___ Data to examine ___

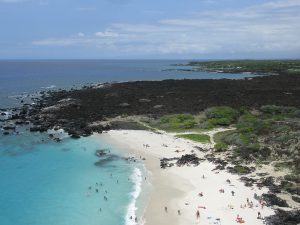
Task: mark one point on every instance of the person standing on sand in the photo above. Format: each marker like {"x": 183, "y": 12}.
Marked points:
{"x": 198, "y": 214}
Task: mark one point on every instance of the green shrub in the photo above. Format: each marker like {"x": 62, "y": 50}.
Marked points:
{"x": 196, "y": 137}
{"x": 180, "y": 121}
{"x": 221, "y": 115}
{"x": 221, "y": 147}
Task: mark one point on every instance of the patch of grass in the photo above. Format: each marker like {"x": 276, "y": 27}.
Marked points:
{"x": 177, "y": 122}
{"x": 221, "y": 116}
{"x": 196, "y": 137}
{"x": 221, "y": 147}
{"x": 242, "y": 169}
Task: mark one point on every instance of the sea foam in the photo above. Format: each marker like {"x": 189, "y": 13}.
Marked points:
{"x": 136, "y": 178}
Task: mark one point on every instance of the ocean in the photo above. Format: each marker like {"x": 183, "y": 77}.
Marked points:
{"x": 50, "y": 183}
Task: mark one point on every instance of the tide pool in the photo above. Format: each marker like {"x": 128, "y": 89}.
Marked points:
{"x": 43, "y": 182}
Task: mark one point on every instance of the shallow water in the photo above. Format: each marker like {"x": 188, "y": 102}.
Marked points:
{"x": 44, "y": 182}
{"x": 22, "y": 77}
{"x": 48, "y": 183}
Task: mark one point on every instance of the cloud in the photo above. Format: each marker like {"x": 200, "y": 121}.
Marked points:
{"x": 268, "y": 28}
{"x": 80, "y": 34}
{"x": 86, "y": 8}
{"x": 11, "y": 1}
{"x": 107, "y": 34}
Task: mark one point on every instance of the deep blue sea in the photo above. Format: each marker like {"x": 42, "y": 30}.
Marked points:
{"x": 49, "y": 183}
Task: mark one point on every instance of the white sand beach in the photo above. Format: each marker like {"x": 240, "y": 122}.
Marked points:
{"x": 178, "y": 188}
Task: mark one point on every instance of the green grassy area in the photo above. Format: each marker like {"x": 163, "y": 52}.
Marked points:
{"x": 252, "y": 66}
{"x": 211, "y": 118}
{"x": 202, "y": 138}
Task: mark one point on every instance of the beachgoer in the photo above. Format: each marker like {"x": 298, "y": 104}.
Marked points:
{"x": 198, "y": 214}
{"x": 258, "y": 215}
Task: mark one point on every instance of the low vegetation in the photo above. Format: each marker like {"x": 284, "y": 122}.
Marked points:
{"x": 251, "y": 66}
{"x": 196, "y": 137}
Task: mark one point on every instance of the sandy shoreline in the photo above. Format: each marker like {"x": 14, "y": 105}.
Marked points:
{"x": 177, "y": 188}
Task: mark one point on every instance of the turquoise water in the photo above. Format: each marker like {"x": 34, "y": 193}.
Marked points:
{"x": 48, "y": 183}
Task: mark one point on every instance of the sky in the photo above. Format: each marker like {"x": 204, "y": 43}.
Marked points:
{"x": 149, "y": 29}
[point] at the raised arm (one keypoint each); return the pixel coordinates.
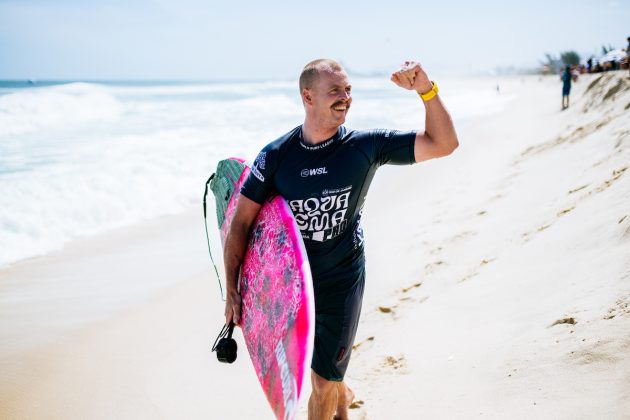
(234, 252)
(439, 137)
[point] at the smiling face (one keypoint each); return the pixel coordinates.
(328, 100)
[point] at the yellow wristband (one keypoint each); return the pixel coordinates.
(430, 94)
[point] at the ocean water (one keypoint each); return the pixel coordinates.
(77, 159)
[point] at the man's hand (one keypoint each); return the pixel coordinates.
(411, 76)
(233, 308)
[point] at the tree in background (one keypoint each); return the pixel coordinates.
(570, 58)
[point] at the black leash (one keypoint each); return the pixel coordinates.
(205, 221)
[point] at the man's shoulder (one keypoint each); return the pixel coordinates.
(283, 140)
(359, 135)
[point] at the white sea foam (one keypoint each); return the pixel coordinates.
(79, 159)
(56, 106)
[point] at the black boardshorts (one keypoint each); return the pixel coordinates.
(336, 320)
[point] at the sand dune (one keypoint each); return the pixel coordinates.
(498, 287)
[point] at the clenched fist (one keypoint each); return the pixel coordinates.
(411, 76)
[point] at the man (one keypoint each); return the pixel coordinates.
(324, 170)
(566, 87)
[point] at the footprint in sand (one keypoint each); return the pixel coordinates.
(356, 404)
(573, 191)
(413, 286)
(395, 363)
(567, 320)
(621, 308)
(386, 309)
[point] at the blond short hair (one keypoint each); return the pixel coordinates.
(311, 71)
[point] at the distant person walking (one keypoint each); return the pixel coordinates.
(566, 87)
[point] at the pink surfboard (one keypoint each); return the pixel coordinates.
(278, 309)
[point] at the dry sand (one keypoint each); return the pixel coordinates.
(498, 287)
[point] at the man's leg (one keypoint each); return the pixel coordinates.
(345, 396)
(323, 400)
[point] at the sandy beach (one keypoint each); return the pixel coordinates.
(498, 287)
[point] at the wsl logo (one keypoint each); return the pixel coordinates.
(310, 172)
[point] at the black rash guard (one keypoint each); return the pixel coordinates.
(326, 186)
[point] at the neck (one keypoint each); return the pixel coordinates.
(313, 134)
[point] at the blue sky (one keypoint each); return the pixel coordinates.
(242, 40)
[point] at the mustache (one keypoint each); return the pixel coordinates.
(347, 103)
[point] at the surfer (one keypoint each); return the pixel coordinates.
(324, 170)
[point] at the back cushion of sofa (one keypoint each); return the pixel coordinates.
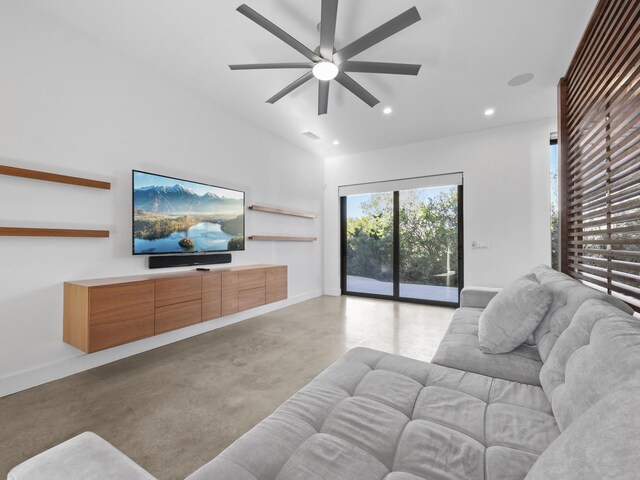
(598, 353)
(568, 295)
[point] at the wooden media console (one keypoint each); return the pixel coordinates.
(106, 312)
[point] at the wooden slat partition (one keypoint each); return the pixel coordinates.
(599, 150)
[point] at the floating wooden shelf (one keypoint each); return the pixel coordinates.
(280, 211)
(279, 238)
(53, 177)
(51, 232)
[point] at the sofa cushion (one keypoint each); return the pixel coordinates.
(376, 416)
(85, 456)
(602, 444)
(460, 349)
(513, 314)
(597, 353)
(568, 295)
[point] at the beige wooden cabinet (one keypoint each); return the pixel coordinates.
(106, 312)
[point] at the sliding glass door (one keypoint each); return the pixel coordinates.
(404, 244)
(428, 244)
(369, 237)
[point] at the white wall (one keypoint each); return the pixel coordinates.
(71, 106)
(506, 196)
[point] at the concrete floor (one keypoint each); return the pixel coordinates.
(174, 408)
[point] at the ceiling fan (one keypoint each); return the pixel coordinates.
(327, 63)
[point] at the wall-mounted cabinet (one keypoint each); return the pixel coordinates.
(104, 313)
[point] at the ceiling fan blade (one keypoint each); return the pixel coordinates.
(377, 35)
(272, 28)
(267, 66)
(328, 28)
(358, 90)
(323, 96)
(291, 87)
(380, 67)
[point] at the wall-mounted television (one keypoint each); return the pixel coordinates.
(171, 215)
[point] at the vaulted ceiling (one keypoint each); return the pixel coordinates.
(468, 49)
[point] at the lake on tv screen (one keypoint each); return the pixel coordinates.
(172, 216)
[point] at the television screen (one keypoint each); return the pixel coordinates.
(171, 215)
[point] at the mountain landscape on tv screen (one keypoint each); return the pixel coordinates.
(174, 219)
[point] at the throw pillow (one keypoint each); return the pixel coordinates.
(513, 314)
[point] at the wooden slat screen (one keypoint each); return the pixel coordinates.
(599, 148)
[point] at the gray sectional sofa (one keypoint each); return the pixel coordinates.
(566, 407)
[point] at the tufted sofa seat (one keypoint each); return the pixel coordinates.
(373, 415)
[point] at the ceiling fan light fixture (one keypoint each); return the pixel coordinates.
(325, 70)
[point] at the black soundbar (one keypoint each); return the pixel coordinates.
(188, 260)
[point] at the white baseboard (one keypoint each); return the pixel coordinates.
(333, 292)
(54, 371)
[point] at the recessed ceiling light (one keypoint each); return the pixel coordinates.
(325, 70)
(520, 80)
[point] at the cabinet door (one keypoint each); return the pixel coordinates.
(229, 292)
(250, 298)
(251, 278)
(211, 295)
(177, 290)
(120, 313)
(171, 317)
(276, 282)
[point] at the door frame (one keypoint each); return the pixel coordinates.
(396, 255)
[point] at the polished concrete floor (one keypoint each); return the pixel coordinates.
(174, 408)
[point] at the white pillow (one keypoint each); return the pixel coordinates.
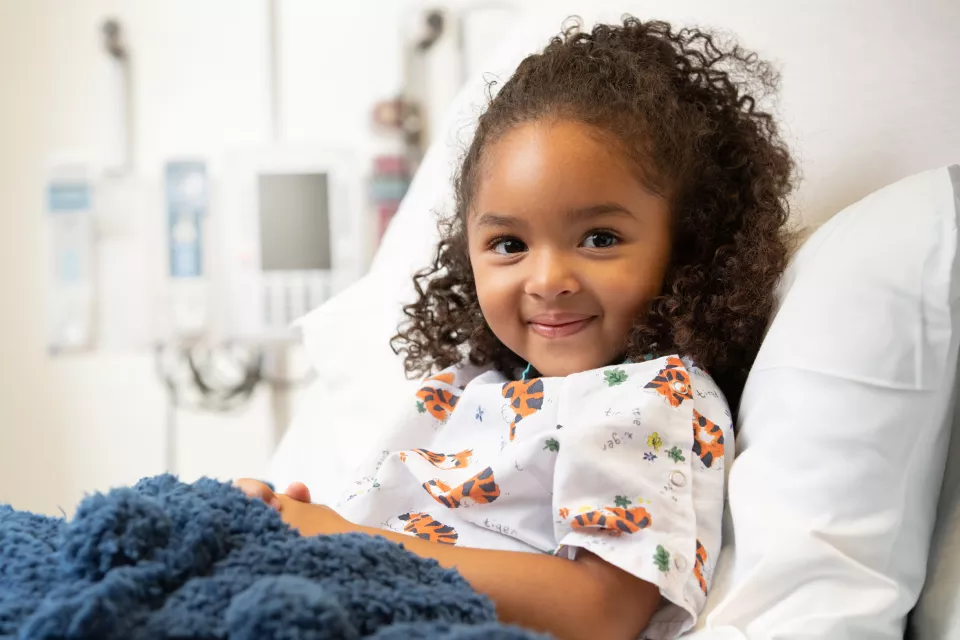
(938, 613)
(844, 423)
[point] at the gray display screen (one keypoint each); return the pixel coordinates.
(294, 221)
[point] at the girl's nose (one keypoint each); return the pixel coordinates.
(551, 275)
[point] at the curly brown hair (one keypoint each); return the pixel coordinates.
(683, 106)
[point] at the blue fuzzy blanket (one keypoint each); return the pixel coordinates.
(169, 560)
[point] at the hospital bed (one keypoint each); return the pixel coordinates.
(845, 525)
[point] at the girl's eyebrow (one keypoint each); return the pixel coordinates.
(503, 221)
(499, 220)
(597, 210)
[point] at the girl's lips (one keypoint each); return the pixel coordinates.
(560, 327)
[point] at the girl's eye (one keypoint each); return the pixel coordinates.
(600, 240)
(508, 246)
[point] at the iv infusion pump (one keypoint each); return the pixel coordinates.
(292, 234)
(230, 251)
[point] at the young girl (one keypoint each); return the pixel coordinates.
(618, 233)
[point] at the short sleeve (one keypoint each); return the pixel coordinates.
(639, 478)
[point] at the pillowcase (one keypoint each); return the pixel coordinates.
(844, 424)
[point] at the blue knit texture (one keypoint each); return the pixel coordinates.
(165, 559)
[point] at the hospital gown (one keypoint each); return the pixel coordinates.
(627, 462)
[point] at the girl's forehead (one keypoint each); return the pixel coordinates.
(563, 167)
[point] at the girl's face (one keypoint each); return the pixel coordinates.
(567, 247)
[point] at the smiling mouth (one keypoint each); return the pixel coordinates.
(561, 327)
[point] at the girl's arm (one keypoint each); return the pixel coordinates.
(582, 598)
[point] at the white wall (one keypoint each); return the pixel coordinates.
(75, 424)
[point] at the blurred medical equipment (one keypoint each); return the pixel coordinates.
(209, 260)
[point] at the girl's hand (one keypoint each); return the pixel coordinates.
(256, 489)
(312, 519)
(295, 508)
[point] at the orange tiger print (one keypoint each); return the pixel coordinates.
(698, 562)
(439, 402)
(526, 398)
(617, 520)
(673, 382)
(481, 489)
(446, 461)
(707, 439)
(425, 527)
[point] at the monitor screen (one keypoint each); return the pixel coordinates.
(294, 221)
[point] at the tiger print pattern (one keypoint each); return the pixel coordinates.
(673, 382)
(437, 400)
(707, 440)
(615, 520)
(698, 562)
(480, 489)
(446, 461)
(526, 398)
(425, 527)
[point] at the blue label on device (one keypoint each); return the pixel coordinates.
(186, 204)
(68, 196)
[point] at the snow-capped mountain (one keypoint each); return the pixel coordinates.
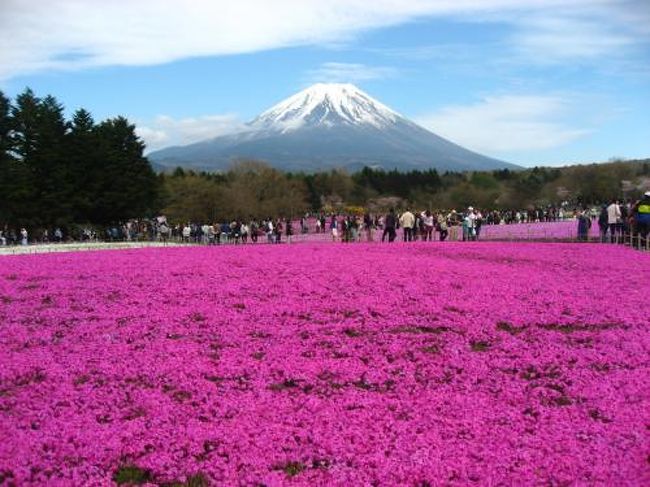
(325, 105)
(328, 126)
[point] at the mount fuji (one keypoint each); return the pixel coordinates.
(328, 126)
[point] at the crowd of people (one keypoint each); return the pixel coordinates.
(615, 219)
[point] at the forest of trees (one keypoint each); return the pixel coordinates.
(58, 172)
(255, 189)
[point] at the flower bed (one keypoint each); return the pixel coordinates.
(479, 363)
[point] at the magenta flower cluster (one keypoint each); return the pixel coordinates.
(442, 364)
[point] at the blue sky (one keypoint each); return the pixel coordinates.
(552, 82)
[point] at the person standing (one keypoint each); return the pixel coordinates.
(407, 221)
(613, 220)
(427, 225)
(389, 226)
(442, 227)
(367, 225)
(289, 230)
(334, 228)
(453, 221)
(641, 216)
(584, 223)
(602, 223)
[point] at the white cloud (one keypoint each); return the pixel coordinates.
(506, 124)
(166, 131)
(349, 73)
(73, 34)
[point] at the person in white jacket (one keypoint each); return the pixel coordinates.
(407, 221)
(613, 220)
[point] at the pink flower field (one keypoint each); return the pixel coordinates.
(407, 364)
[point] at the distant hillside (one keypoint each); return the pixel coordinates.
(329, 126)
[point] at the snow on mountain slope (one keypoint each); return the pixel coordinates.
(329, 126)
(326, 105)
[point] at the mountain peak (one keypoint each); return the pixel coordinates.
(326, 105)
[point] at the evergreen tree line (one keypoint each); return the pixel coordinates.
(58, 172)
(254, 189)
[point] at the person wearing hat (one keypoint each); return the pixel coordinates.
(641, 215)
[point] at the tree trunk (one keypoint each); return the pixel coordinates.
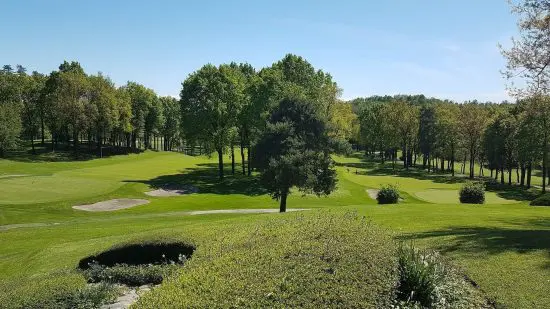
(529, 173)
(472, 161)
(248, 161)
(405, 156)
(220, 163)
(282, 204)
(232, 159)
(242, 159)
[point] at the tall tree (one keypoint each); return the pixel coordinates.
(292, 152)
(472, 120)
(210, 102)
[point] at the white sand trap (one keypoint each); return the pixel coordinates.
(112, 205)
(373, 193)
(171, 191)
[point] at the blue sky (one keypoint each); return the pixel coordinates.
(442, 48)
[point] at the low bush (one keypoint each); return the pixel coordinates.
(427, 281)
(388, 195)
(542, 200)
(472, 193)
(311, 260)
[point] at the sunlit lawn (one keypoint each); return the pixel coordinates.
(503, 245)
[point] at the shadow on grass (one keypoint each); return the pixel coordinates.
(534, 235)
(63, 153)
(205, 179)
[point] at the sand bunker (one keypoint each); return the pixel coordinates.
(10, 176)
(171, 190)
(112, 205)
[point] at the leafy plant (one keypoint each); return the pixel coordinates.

___

• Assignment:
All lines above from the one with "Task: mark one point on every instance of the low" to the one with "Task: mark one point on every instance of the sandy", inclusive, should be copied exactly, and no other lines.

• Solution:
Task: mark one point on every instance of the low vegetation in the photo above. Format: each marker like {"x": 284, "y": 122}.
Marked points:
{"x": 251, "y": 66}
{"x": 196, "y": 137}
Task: mark one point on every instance of the sandy shoreline in the photo above. Format: each marker like {"x": 14, "y": 105}.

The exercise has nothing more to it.